---- DOCUMENT SEGMENT

The Secretary of State for Transport, Andrew Adonis, in July 2009 appointed Andrew Haines as the Chief Executive of the Civil Aviation Authority after an open competition.  Mr Haines is the first holder of this newly created post, following the recommendations put forward by Sir Joseph Pilling in 2008. He officially took up the position in August 2009.

Events of the last few weeks have been particularly significant for the Civil Aviation Authority and as CEO I think it only fitting that I focus this column on what really happened and the truth behind the opening of UK controlled airspace.

Iceland's volcanic eruption brought an unprecedented challenge for UK aviation. The volume of ash in the air combined with stagnant weather, resulted in a blanket of volcanic cloud covering some of the world's most congested airspace.  As a result, National Air Traffic Services (NATS) suspended services on safety grounds, as did all its counterparts similarly affected, beginning the biggest ever airspace closure.

Safety always comes first in aviation and the UK has one of the world's best safety records.  This relies on guidelines, which ensure that airlines and pilots operate consistently and safely.  In the case of aircraft encountering volcanic ash the international guidance, drafted by those who've had to deal with it in the past, is 'AVOID, AVOID, AVOID', regardless of the level of contamination.  In this instance, the only way to avoid was to stop flying, as, unlike other parts of the world, there wasn't enough space to go round the ash cloud without first flying through it.

--------
---- RAW DATA

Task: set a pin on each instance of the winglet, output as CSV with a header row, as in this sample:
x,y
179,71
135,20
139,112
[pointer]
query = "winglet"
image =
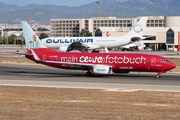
x,y
107,51
138,29
35,55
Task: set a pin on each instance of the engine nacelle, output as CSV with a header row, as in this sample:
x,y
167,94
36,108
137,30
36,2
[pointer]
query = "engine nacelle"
x,y
63,48
134,39
102,70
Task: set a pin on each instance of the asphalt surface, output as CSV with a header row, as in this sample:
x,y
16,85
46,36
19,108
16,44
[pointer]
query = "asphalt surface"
x,y
168,54
44,76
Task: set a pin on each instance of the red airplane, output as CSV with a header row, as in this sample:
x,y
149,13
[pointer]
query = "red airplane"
x,y
94,63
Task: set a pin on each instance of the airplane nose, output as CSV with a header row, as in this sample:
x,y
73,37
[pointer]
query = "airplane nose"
x,y
172,65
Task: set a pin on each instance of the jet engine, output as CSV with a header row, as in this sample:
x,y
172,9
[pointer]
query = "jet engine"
x,y
63,48
102,70
134,39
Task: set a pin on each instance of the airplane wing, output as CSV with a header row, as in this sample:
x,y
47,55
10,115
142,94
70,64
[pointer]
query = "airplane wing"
x,y
81,46
20,53
79,65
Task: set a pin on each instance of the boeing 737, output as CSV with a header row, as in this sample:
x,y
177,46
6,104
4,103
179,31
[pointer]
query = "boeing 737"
x,y
93,63
66,44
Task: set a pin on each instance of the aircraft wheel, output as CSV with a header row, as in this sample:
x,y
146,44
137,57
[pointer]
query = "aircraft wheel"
x,y
158,76
88,74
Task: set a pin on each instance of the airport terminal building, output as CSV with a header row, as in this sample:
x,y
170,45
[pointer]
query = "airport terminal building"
x,y
165,31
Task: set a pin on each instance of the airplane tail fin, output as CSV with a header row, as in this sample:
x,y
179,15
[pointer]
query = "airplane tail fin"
x,y
136,32
31,39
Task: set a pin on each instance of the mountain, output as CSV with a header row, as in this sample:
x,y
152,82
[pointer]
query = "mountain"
x,y
118,8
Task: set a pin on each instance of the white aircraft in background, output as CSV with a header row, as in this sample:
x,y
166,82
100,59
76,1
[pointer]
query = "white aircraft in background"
x,y
66,44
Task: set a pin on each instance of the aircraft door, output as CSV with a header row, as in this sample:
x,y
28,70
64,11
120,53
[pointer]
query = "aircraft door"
x,y
153,61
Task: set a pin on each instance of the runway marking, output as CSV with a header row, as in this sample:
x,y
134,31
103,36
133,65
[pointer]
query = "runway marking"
x,y
92,83
84,85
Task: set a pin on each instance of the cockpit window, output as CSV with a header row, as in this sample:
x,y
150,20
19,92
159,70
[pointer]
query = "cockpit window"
x,y
164,60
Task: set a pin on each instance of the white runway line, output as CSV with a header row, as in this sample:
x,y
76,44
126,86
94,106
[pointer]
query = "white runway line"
x,y
86,85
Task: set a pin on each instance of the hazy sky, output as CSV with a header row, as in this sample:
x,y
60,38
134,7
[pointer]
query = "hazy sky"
x,y
52,2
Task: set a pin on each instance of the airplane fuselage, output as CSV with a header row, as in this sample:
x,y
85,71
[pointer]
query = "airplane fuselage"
x,y
119,62
92,42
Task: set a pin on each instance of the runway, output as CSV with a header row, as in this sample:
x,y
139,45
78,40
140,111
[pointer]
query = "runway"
x,y
44,76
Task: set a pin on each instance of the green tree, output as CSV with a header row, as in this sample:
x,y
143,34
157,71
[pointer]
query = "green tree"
x,y
11,39
85,33
43,35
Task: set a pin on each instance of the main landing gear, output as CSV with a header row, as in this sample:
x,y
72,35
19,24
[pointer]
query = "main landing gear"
x,y
158,74
88,74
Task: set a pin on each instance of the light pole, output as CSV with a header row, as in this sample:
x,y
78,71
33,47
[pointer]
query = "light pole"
x,y
98,2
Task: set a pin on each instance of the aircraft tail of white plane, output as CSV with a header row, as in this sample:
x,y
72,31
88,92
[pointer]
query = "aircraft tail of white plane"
x,y
136,32
31,39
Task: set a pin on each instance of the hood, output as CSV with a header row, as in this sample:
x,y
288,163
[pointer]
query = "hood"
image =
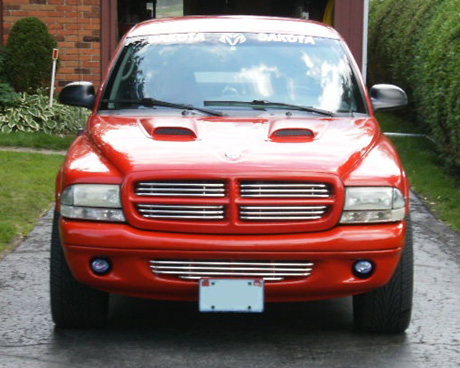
x,y
231,146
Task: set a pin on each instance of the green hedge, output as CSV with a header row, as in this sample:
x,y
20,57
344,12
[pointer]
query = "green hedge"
x,y
416,45
28,55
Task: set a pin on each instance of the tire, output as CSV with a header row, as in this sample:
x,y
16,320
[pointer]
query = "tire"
x,y
388,309
73,305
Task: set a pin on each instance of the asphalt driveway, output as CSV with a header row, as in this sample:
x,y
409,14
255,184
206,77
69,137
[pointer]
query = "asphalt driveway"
x,y
143,333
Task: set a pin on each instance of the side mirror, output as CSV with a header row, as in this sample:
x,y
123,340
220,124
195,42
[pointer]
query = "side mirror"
x,y
78,94
387,96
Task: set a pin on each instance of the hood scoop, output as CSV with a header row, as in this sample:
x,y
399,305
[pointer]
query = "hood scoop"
x,y
291,131
171,129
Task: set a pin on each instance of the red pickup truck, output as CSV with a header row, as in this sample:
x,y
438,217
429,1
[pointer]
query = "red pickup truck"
x,y
232,161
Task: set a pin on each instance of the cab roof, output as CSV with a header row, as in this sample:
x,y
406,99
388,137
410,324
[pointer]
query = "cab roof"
x,y
232,24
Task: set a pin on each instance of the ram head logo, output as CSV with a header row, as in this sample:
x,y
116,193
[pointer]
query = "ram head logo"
x,y
233,39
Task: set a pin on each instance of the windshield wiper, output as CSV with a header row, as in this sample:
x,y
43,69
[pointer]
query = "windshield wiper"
x,y
151,102
262,104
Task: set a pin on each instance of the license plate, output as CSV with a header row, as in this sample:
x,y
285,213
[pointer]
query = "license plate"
x,y
232,295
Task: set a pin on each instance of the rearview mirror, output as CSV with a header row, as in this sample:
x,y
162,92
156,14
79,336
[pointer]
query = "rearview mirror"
x,y
387,96
78,94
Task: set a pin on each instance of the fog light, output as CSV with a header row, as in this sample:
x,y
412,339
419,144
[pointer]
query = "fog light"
x,y
363,269
100,265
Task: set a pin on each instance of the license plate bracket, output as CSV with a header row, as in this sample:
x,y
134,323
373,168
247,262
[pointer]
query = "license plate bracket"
x,y
231,295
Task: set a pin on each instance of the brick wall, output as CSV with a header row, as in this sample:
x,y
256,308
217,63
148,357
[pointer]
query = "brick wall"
x,y
75,24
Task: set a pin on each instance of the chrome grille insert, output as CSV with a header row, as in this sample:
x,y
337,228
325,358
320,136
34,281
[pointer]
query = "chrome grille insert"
x,y
284,189
197,269
282,213
192,212
195,188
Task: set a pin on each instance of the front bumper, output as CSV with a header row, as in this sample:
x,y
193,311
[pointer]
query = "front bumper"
x,y
333,253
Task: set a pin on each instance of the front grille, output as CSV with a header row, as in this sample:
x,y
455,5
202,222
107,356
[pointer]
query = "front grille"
x,y
192,212
282,213
194,188
284,189
198,269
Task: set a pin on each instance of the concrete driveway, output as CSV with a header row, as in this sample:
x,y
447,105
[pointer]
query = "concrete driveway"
x,y
143,333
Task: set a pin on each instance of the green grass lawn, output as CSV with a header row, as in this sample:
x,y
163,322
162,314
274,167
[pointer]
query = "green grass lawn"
x,y
35,140
26,191
429,178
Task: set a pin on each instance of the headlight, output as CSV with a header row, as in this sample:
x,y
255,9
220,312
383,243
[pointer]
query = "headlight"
x,y
373,205
98,202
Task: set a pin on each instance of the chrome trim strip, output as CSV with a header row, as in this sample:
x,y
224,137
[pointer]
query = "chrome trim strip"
x,y
268,270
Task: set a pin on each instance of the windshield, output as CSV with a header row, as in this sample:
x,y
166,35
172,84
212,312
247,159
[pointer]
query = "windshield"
x,y
209,68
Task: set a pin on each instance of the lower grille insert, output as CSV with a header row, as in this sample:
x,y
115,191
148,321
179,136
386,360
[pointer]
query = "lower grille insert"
x,y
282,213
197,269
192,212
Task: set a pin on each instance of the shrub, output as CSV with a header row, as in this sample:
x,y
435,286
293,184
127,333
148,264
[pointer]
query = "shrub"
x,y
32,113
416,45
28,55
8,97
7,94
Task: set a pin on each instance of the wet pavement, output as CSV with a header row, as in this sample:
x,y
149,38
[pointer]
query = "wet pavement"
x,y
143,333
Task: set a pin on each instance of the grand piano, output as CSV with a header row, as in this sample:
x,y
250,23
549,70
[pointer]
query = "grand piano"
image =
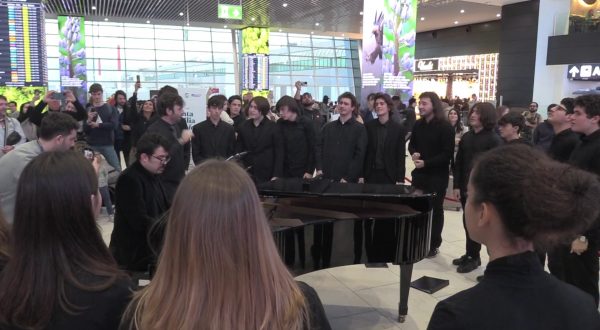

--------

Write out the stretch of the Civil Aviation Authority piece from "The Secretary of" through "in August 2009.", substituting "newly established post" for "newly created post".

### EXERCISE RESULT
The Secretary of State for Transport, Andrew Adonis, in July 2009 appointed Andrew Haines as the Chief Executive of the Civil Aviation Authority after an open competition.  Mr Haines is the first holder of this newly established post, following the recommendations put forward by Sir Joseph Pilling in 2008. He officially took up the position in August 2009.